Morning Report: May 30, 2007

A look at mortar attacks and missiles in this morning's post.

Update on Baghdad security.  Daveed Gartenstein-Ross at CTB:

Shortly after arriving in Iraq, I blogged about the worsening security situation in the International Zone (IZ, also sometimes known as the "green zone"). In criticizing the media's coverage of the increase in mortar attacks against the IZ, I noted that the press has failed to answer some basic questions: "has there been an increase in attacks, or just an increase in their lethality? When did the IZ begin to see the increase in lethal mortar strikes? Are they being carried out by Sunnis are Shias? What is motivating these attacks?" At the time I wrote that, my sources in the IZ were unable to answer all of these relevant questions -- but a recent briefing by Major Brynt Parmeter has helped to clarify these critical questions for me.

Major Parmeter and Major Guy Wetzel informed me that there has been an increase in the number of mortar attacks hitting the IZ, and not just an increase in the attacks' accuracy. I have also heard the same from reliable eyewitnesses in the IZ. One American contractor working there e-mailed me: "Believe me, rocket attacks are way more frequent than when I first got here. Last night one came screaming over my office and detonated a block away . . . . I got intimate with the floor in my office as I waited for the next one to drill in. (They're usually launched in twos and threes.) That rocket hit a villa across the street from where some of my coworkers are lodged."

Stated task a:
Rewrite the listing starting with the line that contains "Target: tree trunk" and going on through the end of the listing, putting "unpaved" in place of "dirt" and keeping everything else the same. Leave the pictures out of your answer.

Records from a data source:
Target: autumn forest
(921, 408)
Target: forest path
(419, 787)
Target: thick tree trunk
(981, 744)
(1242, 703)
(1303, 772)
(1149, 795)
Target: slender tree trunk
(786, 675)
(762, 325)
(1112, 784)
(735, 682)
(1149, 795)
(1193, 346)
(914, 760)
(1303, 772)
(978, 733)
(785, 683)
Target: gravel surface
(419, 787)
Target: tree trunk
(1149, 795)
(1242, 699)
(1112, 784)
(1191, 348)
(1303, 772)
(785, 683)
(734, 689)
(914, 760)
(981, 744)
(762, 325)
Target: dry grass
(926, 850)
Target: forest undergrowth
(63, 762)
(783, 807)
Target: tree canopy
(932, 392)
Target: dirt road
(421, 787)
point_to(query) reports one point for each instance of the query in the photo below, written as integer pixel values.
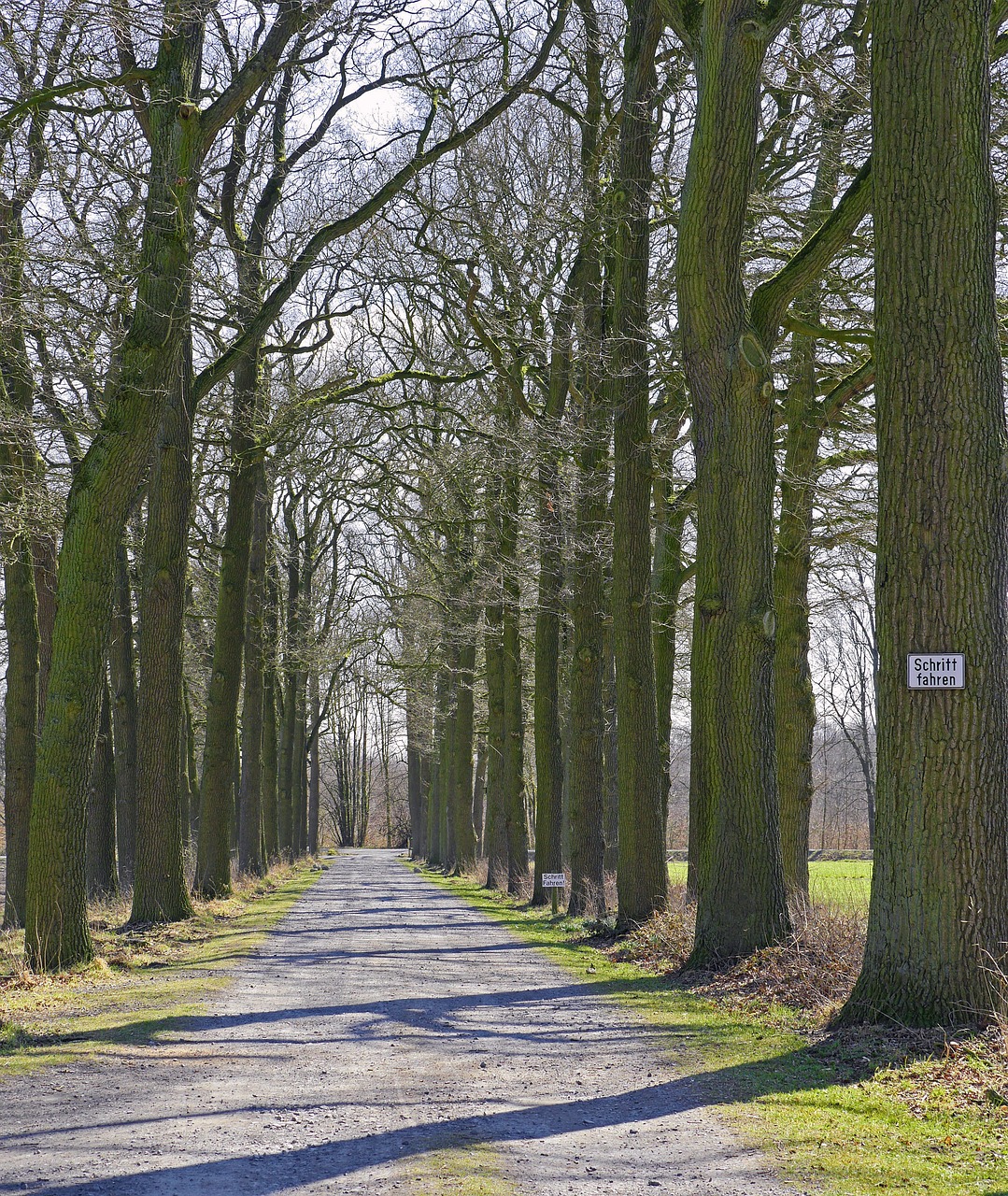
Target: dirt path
(381, 1020)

Stated task b:
Quote the morning report word for word, starting with "Morning Report: May" and going on through "questions for me.".

Result a:
Target: tree trunk
(1149, 795)
(1242, 699)
(1112, 784)
(1191, 348)
(1303, 772)
(785, 683)
(734, 689)
(914, 760)
(981, 744)
(762, 325)
Target: dry grass
(926, 850)
Target: forest undergrowth
(63, 762)
(783, 807)
Target: tree canopy
(932, 392)
Target: unpaved road
(421, 787)
point_to(query) reports one point for each instance of the query in the photo below, written as integer pixel values.
Target: unpaved path
(381, 1020)

Result b:
Morning Report: May 30, 2007

A look at mortar attacks and missiles in this morning's post.

Update on Baghdad security.  Daveed Gartenstein-Ross at CTB:

Shortly after arriving in Iraq, I blogged about the worsening security situation in the International Zone (IZ, also sometimes known as the "green zone"). In criticizing the media's coverage of the increase in mortar attacks against the IZ, I noted that the press has failed to answer some basic questions: "has there been an increase in attacks, or just an increase in their lethality? When did the IZ begin to see the increase in lethal mortar strikes? Are they being carried out by Sunnis are Shias? What is motivating these attacks?" At the time I wrote that, my sources in the IZ were unable to answer all of these relevant questions -- but a recent briefing by Major Brynt Parmeter has helped to clarify these critical questions for me.